- _WORK TO BE COMPLETED_
In the Explauto sensorimotor model text, what information does the Configuration object passed as environment.conf provide?

- _SELECTED TEXT_
┄┄┄┄┄┄

Now we can instantiate the sensorimotor model by using:


In [16]:
from explauto import SensorimotorModel
sm_model = SensorimotorModel.from_configuration(environment.conf, 'nearest_neighbor', 'exact')

Note that in addition to the names of the model and its configuration, one also has to pass environment.conf. This a Configuration object which is instantiated during the environment creation and provides information about the motor and sensorimotor ranges used by the environment. It is useful for the sensorimotor model to be properly configured. When using the 'default' configuration for example, the added noise when performing inverse prediction depends on the motor ranges. Passing environment.conf thus allows to define sensorimotor model configurations independently of particular environment settings.

Now let's train the model from the execution of random motor commands (i.e. random motor babbling):


In [17]:
for m in environment.random_motors(n=1000):
    # compute the sensori effect s of the motor command m through the environment:
    s = environment.compute_sensori_effect(m)
    # update the model according to this experience:
    sm_model.update(m, s)

Note that sensorimotor model training in Explauto is an iterative process. They incorporate new sensorimotor experience on the fly instead of using batch training. This is a requirement for autonomous exploration where the internal model has to be refined online.

Once the sensorimodel has been trained, one can perform forward and inverse prediction with it. Let's predict the sensori effect of a new random motor command (which is not in the training set we just used) using the forward_prediction method:


In [18]:
# random motor command:
m = environment.random_motors(n=1)[0]
# predicted sensory effect:
s_pred = sm_model.forward_prediction(m)

print('random motor command: ', m)
print('predicted effect: ', s_pred)


random motor command:  [-0.74518822 -0.03926774 -0.80466019  0.17241023 -0.6806184   0.03708627
 -0.35089093]
predicted effect:  [ 0.47060119 -0.81562523]

and compare the predicted effect with the real effect observed from executing $m$ through the environment:


In [19]:
%pylab inline
ax = axes()

environment.plot_arm(ax, m)
ax.plot(*s_pred, marker='o', color='red')


Populating the interactive namespace from numpy and matplotlib
Out[19]:
[<matplotlib.lines.Line2D at 0x7fa56081c668>]

We observe that the predicted end-effector position is quite close to the observed position when executing the motor command. Using the 'NN' model, it simply corresponds to the sensory effect of the nearest neighbor of $m$ in the stored sensorimotor experience.

┄┄┄┄┄┄

- _DATA EXCERPT_
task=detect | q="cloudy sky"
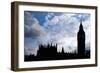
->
[24,11,91,55]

┄┄┄┄┄┄

- _EXERCISE RESPONSE_
It provides information about the motor and sensorimotor ranges used by the environment.